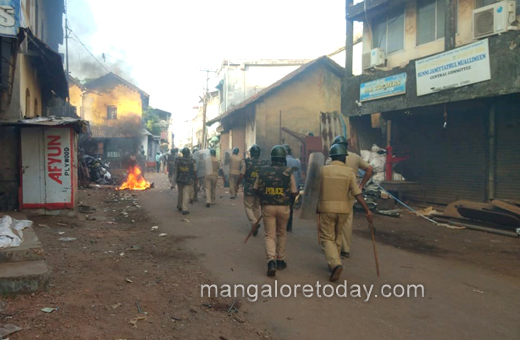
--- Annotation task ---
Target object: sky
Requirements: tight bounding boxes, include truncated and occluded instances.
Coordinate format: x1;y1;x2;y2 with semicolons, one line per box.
68;0;345;125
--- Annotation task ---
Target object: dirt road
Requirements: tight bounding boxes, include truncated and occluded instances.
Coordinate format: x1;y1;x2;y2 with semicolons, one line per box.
4;174;520;340
139;174;520;339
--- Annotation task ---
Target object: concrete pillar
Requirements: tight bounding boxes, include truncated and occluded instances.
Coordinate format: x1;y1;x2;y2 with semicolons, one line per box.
345;0;354;77
444;0;458;51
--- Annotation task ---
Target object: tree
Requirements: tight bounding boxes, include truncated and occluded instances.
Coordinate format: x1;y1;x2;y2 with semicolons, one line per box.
143;106;164;136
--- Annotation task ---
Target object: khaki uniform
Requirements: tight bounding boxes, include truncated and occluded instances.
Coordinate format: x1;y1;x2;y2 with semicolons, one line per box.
240;158;264;225
229;155;242;197
341;152;370;253
318;161;361;270
176;157;197;211
204;156;220;204
254;166;298;263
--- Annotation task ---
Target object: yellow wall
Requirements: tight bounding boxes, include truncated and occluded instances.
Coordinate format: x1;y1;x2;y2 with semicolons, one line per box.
83;85;143;125
363;0;475;70
255;65;341;158
18;53;42;117
69;82;83;118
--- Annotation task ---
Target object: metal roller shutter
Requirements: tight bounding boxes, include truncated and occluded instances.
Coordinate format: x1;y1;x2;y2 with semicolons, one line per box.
392;108;488;204
495;100;520;201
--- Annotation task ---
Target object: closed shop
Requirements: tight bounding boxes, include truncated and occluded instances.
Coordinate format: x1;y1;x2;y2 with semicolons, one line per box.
495;96;520;201
392;104;489;204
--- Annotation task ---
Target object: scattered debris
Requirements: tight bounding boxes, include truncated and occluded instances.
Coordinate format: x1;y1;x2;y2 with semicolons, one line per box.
0;323;22;340
376;209;401;217
233;315;245;323
58;237;77;242
228;298;238;316
40;307;58;313
129;315;146;328
78;205;96;214
109;302;123;309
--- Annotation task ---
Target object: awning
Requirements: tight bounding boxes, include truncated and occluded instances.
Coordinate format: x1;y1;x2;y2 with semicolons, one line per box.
90;125;152;138
25;29;69;99
0;116;89;133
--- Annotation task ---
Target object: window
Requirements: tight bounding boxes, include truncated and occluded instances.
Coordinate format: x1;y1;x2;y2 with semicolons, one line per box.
372;8;404;53
107;105;117;120
25;89;31;118
417;0;446;45
475;0;520;15
34;0;41;38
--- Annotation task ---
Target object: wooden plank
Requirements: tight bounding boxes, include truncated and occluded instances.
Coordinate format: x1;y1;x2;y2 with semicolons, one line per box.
491;200;520;216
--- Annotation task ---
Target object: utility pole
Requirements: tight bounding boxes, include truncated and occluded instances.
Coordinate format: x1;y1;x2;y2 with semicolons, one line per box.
65;1;69;80
200;70;215;149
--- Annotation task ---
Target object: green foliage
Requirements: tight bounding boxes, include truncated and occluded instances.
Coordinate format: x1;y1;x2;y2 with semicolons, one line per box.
143;106;164;136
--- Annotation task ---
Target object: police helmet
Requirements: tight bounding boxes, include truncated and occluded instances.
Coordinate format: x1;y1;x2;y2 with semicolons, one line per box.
332;136;348;148
249;144;260;157
282;144;292;155
271;145;287;160
329;144;348;157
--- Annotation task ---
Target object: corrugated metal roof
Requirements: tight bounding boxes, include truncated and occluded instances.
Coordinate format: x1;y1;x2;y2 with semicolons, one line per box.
90;125;152;138
0;116;89;132
206;56;344;126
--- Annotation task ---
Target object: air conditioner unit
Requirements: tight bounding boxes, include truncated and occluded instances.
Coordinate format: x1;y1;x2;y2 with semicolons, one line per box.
361;48;386;70
473;1;517;39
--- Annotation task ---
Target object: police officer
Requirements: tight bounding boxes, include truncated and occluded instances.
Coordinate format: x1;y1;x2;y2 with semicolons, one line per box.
237;144;266;236
283;144;302;232
171;148;179;189
190;147;202;203
229;148;242;199
318;144;372;282
176;148;197;215
332;136;374;258
204;149;220;208
254;145;298;276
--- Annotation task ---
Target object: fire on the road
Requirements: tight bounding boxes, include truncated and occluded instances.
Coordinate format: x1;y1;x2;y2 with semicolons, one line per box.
119;165;151;190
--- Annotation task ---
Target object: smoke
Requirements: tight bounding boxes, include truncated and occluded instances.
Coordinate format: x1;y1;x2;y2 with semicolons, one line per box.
66;0;136;84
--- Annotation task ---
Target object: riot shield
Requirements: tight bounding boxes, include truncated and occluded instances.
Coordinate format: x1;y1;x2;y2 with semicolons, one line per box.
222;149;233;176
193;149;213;178
300;152;325;220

• • •

**Requirement:**
Reproduce every line of the material above verbatim, leaving out the pictures.

**Output below:**
--- Annotation task ---
Target object: sky
Requirements: tight bounding boxes, include truncated and occluded instances.
Coordinate format: x1;y1;x2;y2 with semicolons, one line per box.
68;0;345;125
--- Annotation task ---
Target object: dirt road
Requirements: tight bounding boxes, include truncated and occluded instances.
Coordinate format: x1;y1;x2;y2 with semicolons, one line per box.
4;174;520;340
139;174;520;339
--- Annotation task ---
Target object: concrete pillar
Requirements: tight bounding boxes, include truncated and occluded instances.
Coordinate format: x1;y1;x2;y2 with semicolons, one line per box.
345;0;354;77
444;0;458;51
--- Annotation task ---
Target object: tree
Requirements: tight bounding boxes, include truncated and occluded instances.
Coordinate format: x1;y1;x2;y2 with semicolons, one line per box.
143;106;164;136
--- Annotation task ---
Target object: khaki uniform
Requirements: tight bounding boxes, include truncated and occluded instances.
Coordinate format: x1;y1;x2;y2 with semicolons, one line per box.
240;158;264;225
229;155;242;197
341;152;370;253
318;161;361;270
176;157;197;211
204;156;220;204
254;166;298;263
--- Annotation task ---
Target object: yellow wall
Requirements: tight bounding boxes, include truncated and occluded instances.
Coordinate format: x1;y1;x2;y2 with semicolons, one line per box.
83;85;143;125
363;0;475;70
255;65;341;158
18;53;42;117
69;82;83;118
--- Annotation task ---
Target object: metal roller shutter
Requirements: tight bounding boxes, include truncated and occluded instances.
Coordinate format: x1;y1;x2;y2 with semicolons, one line per box.
392;108;488;204
495;100;520;201
--- Annotation task ---
Target object: closed shop
Requirements: tight bounding boxes, include truncated and occluded instances.
Coordinate format: x1;y1;x2;y2 with semicolons, one line per box.
495;96;520;201
392;104;489;204
--- Annotation task ---
Target object: scattered debris
Requirements: tight bounding boxes, include truncated and occluded instances.
Coordinate format: x1;y1;x2;y2 with semicolons, one line per box.
0;323;22;340
376;209;401;217
233;315;245;323
58;237;77;242
228;298;238;316
40;307;58;313
129;315;146;328
78;205;96;214
109;302;123;309
--- Annotation task ---
Target object: awning
Requirements: tight bounding boxes, include truncated and occluded instances.
Coordinate format: x1;y1;x2;y2 with semicolons, one line per box.
90;125;152;138
25;29;69;99
0;116;89;133
--- Annotation task ---
Target object: window
Requirements: tight bounding boxes, include truncated and occluded instances.
Coordinate format: x1;y1;x2;y2 with semicolons, one line per box.
372;8;404;53
107;105;117;120
25;89;31;118
417;0;446;45
475;0;520;15
34;0;41;38
--- Annotation task ---
Target object: wooden plank
Requirements: tight bounding boxes, include truncated and occluded instances.
Coordinate format: x1;y1;x2;y2 with semicolons, one line per box.
491;200;520;216
--- Annotation task ---
Target object: utility pole
Requirements: tight bounding boxes, include truncated and occluded instances.
Coordinate format: x1;y1;x2;y2 with semicolons, one line per box.
65;1;69;80
200;70;215;149
--- Annotation task ---
Target object: green foliage
Requirements: tight bounding boxes, include truncated and occluded instances.
Coordinate format: x1;y1;x2;y2 with semicolons, one line per box.
143;106;164;136
--- Annotation task ---
Target object: police helmet
Requirements: tight bounding boxes, include truncated and occluded instances.
Coordinate format: x1;y1;x2;y2 with semicolons, one line per box.
332;136;348;148
249;144;260;157
282;144;292;155
271;145;287;160
329;144;348;157
--- Annotation task ---
Target object: corrugated metal roof
Requirements: tight bounding boxes, include truncated and occluded instances.
Coordinate format: x1;y1;x2;y2 with semicolons, one line per box.
90;125;152;138
0;116;89;132
206;56;344;126
--- Annotation task ---
Target object: air conditioner unit
Requirements: tight bounding boxes, include truncated and occluded instances.
Coordinate format: x1;y1;x2;y2 with semicolons, one line per box.
361;48;386;70
473;1;517;39
--- Annotation task ---
Target object: police officer
Requirements: tight bounding boxes, include truncated and occluded instances.
Coordinate format: x1;y1;x2;y2 with semicolons, one line per box.
237;144;266;236
283;144;302;232
171;148;179;189
190;147;202;203
229;148;242;199
318;144;372;282
176;148;197;215
332;136;374;258
204;149;220;208
254;145;298;276
--- Annotation task ---
Target object: fire on the road
Requirements: tight bounding boxes, include truncated and occluded instances.
Coordinate format: x1;y1;x2;y2 with semicolons, one line per box.
119;165;151;190
--- Annotation task ---
Target object: smoke
Requirements: tight bounding boxes, include truncated and occluded instances.
Coordinate format: x1;y1;x2;y2 with semicolons, one line per box.
66;0;136;84
--- Annotation task ---
Target object: riot shield
Requirements: tight bounding boxes, include truncated and occluded instances.
Coordinate format: x1;y1;x2;y2 with semicolons, one line per box.
222;149;233;176
193;149;213;178
300;152;325;220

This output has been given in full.